Task brief: In full and without change, retype the records.

═══ Dataset

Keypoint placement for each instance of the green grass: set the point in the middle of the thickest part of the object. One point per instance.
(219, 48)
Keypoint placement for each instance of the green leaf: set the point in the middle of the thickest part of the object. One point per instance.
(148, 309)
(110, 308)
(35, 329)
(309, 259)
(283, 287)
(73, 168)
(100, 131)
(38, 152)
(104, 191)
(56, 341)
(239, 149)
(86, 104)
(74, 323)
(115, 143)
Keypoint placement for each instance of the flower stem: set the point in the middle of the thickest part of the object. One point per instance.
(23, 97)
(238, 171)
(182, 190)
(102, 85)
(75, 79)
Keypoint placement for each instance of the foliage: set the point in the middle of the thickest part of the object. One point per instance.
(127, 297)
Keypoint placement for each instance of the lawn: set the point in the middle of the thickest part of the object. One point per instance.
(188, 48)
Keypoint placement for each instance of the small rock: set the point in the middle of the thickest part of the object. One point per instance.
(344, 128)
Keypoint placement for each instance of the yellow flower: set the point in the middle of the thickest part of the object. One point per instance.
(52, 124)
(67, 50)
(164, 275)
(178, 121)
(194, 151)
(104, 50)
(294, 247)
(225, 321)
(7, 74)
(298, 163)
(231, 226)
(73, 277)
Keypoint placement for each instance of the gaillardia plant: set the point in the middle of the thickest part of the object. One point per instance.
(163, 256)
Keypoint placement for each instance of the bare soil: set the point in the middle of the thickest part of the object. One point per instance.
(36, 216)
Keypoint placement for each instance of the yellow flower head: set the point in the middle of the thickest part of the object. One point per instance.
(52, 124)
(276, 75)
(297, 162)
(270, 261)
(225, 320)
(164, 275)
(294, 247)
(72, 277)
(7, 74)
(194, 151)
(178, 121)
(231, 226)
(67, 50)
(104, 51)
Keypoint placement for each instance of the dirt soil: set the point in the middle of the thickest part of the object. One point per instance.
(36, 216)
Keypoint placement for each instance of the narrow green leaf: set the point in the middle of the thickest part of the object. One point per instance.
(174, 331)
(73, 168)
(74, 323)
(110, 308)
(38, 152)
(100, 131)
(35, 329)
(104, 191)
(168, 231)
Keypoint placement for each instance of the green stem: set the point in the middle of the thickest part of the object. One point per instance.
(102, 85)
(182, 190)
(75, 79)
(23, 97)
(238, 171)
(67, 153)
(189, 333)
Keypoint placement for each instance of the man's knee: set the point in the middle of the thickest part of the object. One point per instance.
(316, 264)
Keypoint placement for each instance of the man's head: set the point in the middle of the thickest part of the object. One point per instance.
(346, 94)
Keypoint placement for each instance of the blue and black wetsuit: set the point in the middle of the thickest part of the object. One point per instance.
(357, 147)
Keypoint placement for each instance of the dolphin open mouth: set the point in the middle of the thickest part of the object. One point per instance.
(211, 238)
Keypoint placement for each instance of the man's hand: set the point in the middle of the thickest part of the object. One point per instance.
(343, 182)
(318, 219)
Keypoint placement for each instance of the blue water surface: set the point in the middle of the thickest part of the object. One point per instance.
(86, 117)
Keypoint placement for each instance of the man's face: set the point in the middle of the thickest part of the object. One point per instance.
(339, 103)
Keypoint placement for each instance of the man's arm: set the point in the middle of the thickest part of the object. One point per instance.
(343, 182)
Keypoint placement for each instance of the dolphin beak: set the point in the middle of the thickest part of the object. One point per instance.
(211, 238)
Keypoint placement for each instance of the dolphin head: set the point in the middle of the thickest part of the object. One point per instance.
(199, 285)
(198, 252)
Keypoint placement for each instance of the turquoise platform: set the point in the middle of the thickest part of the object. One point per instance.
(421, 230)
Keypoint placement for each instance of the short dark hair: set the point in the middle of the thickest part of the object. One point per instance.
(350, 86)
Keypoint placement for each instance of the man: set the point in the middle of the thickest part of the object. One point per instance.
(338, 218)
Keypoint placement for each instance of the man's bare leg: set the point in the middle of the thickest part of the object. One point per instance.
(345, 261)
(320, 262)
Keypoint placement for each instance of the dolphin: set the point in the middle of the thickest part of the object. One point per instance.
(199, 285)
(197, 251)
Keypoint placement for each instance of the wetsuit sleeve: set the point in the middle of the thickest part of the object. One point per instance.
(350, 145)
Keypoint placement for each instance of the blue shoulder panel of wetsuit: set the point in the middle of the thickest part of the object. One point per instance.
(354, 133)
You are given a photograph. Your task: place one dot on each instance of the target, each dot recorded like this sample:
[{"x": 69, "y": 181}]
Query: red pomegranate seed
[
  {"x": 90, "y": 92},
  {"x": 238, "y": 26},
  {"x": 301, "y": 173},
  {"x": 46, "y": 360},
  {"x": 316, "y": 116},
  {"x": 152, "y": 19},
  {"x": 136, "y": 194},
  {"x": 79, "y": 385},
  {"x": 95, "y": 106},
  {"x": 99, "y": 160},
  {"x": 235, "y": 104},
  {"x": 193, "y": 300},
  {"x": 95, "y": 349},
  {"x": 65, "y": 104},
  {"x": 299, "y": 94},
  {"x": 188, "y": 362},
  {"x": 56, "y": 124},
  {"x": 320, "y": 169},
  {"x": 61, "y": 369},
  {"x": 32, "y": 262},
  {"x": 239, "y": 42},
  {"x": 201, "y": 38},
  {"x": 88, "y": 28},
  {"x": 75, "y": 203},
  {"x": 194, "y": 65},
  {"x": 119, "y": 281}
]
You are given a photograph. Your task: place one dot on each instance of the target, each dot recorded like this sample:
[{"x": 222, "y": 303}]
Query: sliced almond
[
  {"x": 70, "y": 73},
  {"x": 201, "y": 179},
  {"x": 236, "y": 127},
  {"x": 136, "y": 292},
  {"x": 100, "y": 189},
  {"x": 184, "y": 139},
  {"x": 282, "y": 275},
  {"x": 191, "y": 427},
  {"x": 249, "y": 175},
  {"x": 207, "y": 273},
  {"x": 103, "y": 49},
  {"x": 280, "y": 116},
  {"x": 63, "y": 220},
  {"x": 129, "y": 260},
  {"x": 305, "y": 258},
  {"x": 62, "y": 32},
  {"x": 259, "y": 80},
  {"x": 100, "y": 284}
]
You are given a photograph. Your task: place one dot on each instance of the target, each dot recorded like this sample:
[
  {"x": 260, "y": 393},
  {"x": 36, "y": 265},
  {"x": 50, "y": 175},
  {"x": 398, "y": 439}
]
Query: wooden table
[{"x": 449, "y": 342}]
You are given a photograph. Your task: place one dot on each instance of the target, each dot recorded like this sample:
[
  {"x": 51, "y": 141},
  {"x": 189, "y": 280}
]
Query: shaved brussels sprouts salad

══════

Reply to the task:
Keypoint placement for each instance of the green grass: set the point in the middle of the thickest part of the object. One point per instance.
(219, 48)
Keypoint placement for each instance of the green leaf: set the point in the middle of the thickest part of the object. One point per instance.
(148, 309)
(110, 308)
(35, 329)
(309, 259)
(283, 287)
(73, 168)
(100, 131)
(38, 152)
(104, 191)
(56, 341)
(239, 149)
(86, 104)
(74, 323)
(115, 143)
Keypoint placement for each instance of the flower stem: set the point in the middle of the thickest part of the object. One point per instance.
(23, 97)
(238, 171)
(182, 190)
(102, 85)
(75, 79)
Keypoint placement for each instance of the foliage: set the point in the middle of the thickest part of the object. One point per instance.
(127, 297)
Keypoint placement for each instance of the lawn: set the point in the middle of the thickest part of the object. One point per instance.
(188, 48)
Keypoint placement for each instance of the small rock: set the point in the middle of the thickest part of the object. One point per instance.
(344, 128)
Keypoint placement for each instance of the yellow flower: set the point in the middle of the thickest part of the object. One point per instance.
(52, 124)
(67, 50)
(164, 275)
(178, 121)
(194, 151)
(104, 50)
(294, 247)
(225, 321)
(7, 74)
(298, 163)
(231, 226)
(73, 277)
Keypoint placement for each instance of the gaillardia plant: set the point in the middle of the thickest part of the object. One point per instance.
(163, 256)
Keypoint placement for each instance of the bare soil: set the point in the middle of the thickest part of the object. One point per instance.
(36, 216)
Keypoint placement for each instance of the yellow flower head: set the point in the middle of the thickest part of the object. One point per instance.
(52, 124)
(276, 75)
(297, 162)
(270, 261)
(225, 320)
(164, 275)
(294, 247)
(72, 277)
(7, 74)
(194, 151)
(178, 121)
(231, 226)
(67, 50)
(104, 51)
Keypoint placement for each instance of the dirt soil: set the point in the middle of the thickest part of the object. One point per instance.
(36, 216)
Keypoint placement for each instance of the narrow green leaf: set the point in the middle of the thickest part of the object. One point per instance.
(174, 331)
(73, 168)
(74, 323)
(110, 308)
(38, 152)
(100, 131)
(35, 329)
(104, 191)
(168, 231)
Keypoint placement for each instance of the green stem: set the point in the middle of the thickest part of the object. One point per instance.
(102, 85)
(182, 190)
(75, 79)
(23, 97)
(238, 171)
(67, 153)
(189, 333)
Keypoint placement for each instance of the man's knee: set the point in the middle of the thickest part of the object. One point per instance.
(316, 264)
Keypoint placement for each instance of the man's head: set the point in the middle of the thickest part of the object. One point per instance.
(346, 94)
Keypoint placement for each instance of the blue and black wetsuit: set the point in the middle of the thickest part of the object. One point per instance.
(357, 147)
Keypoint placement for each instance of the dolphin open mouth: set the point in the middle of the thickest part of the object. One point per instance.
(211, 238)
Keypoint placement for each instance of the man's hand: set the point in the middle of the thickest part of the object. One point per instance.
(343, 182)
(318, 219)
Keypoint placement for each instance of the blue water surface: set the point in the middle of the thickest part of the object. One point per instance.
(86, 117)
Keypoint placement for each instance of the man's face: set the point in the middle of the thickest part of the object. One point per instance.
(339, 103)
Keypoint placement for each instance of the man's arm: set the point in the middle of the thickest part of the object. One point per instance.
(343, 182)
Keypoint placement for each instance of the dolphin beak: set the point in the middle of the thickest part of the object. One point per instance.
(211, 238)
Keypoint placement for each instance of the dolphin head: set the point in the middle of the thickest part of the object. One point per instance.
(199, 285)
(198, 252)
Keypoint placement for each instance of the turquoise platform: set the point in the middle of the thickest part of the object. One point per instance.
(421, 230)
Keypoint placement for each instance of the short dark hair: set the point in the middle of the thickest part of the object. One point per instance.
(350, 86)
Keypoint placement for each instance of the man: set the point in the middle of the thickest part of the object. One point per instance.
(338, 218)
Keypoint placement for each instance of the man's bare leg: set the point in the middle of the thickest part of the object. One point per instance.
(345, 261)
(320, 262)
Keypoint placement for each instance of the dolphin: set the point in the middle of the thickest part of the object. One point per instance.
(199, 285)
(197, 251)
Keypoint placement for each instance of the wetsuit sleeve: set the point in the middle of the thickest part of the object. One point per instance.
(350, 145)
Keypoint placement for each instance of the blue shoulder panel of wetsuit: set the point in the middle of the thickest part of the object. One point per instance.
(354, 133)
You are given a photograph. Your task: place one dot on each instance of the target, each dot recorded like this sample:
[{"x": 69, "y": 181}]
Query: red pomegranate seed
[
  {"x": 90, "y": 92},
  {"x": 238, "y": 26},
  {"x": 301, "y": 173},
  {"x": 46, "y": 360},
  {"x": 316, "y": 116},
  {"x": 152, "y": 19},
  {"x": 136, "y": 194},
  {"x": 79, "y": 385},
  {"x": 95, "y": 106},
  {"x": 99, "y": 160},
  {"x": 235, "y": 104},
  {"x": 193, "y": 300},
  {"x": 95, "y": 349},
  {"x": 65, "y": 104},
  {"x": 299, "y": 94},
  {"x": 188, "y": 362},
  {"x": 56, "y": 124},
  {"x": 320, "y": 169},
  {"x": 61, "y": 369},
  {"x": 32, "y": 262},
  {"x": 239, "y": 42},
  {"x": 201, "y": 38},
  {"x": 88, "y": 28},
  {"x": 75, "y": 203},
  {"x": 194, "y": 65},
  {"x": 119, "y": 281}
]
You are given a photograph. Your task: place one dot on each instance of the target, each dot recorded like this sample:
[{"x": 222, "y": 303}]
Query: sliced almond
[
  {"x": 70, "y": 73},
  {"x": 201, "y": 179},
  {"x": 236, "y": 127},
  {"x": 136, "y": 292},
  {"x": 100, "y": 189},
  {"x": 184, "y": 139},
  {"x": 282, "y": 275},
  {"x": 191, "y": 427},
  {"x": 249, "y": 175},
  {"x": 207, "y": 273},
  {"x": 103, "y": 49},
  {"x": 280, "y": 116},
  {"x": 63, "y": 220},
  {"x": 129, "y": 260},
  {"x": 305, "y": 258},
  {"x": 62, "y": 32},
  {"x": 259, "y": 80},
  {"x": 100, "y": 284}
]
You are given a photograph. Your task: place one dot on each instance of the target, each dot recorded like this sample:
[
  {"x": 260, "y": 393},
  {"x": 36, "y": 265},
  {"x": 50, "y": 175},
  {"x": 398, "y": 439}
]
Query: wooden table
[{"x": 449, "y": 342}]
You are given a photograph. Your task: place one dot on each instance of the target, each dot recorded like this sample:
[
  {"x": 51, "y": 141},
  {"x": 189, "y": 280}
]
Query: shaved brussels sprouts salad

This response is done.